> **Directive**: Copy each of the following records word for word, keeping every line as it appears.
━━━━━━━━━━━━━━━━
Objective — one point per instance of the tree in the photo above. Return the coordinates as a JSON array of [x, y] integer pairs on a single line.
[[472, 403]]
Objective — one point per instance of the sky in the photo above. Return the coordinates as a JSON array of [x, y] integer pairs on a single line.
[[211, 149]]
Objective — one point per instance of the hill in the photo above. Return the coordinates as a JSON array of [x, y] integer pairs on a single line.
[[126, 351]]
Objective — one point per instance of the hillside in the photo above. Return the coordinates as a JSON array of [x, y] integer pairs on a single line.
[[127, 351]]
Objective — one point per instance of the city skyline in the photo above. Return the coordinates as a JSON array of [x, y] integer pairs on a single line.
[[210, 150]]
━━━━━━━━━━━━━━━━
> **Finished answer**:
Objective — one point per instance of the tree in the photo above. Return the coordinates as a JSON array of [x, y] integer pairs on a single line.
[[472, 403]]
Objective — one point per instance of the sky in the photo above. Return the coordinates as a JSON array of [x, y] integer pairs on a single line.
[[211, 149]]
Objective — one point per instance of the hill in the photo above. Return the coordinates as a JSON array of [x, y] integer pairs on a single line.
[[126, 351]]
Objective — one point per instance of the hillside in the photo above. Return the coordinates as a JSON array of [x, y] integer pairs on a single line.
[[127, 351]]
Objective — one point per instance of the city skyline in the photo above. Return the coordinates as a JSON array of [x, y] integer pairs on a single line.
[[210, 150]]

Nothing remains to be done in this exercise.